» **Task goal**: Render the entries from the line containing "# locate white hanbok" through the last line of the entries, both inclusive, as a JSON list of strings with one string per line. Omit any blank lines.

» **Point annotation entries**:
####
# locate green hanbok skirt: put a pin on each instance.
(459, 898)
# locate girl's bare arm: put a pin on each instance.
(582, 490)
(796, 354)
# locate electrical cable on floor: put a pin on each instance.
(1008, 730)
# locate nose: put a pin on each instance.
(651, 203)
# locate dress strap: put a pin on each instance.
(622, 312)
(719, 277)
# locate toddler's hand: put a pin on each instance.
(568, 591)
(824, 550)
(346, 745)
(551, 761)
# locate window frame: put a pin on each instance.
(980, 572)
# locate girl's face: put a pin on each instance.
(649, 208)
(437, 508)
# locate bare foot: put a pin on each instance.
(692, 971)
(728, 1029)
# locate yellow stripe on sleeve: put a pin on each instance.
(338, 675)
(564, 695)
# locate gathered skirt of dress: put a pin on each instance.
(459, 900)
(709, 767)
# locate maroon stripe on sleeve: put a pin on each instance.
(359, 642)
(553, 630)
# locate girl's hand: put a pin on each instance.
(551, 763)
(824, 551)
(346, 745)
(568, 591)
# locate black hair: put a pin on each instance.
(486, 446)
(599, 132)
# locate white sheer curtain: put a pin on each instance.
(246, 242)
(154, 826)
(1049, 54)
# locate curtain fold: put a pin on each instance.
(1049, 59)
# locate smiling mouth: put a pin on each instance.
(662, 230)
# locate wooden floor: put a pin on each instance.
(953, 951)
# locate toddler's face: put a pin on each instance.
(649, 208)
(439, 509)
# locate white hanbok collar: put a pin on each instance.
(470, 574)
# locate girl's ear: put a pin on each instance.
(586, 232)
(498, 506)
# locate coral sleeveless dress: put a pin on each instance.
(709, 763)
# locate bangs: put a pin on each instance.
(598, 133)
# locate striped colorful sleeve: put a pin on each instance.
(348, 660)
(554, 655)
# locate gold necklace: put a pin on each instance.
####
» **Finished exercise**:
[
  "# locate white hanbok collar: put a pin on each instance.",
  "(470, 574)",
  "# locate girl's ear: put a pin on each instance.",
  "(586, 232)",
  "(498, 506)",
  "# locate coral sleeveless dress: put a pin on each instance.",
  "(709, 763)",
  "# locate bangs: put a pin on each instance.",
  "(598, 133)",
  "# locate striped colorful sleeve: put a pin on each instance.",
  "(348, 660)",
  "(554, 655)",
  "# locate gold necklace: put a pin on each instance."
]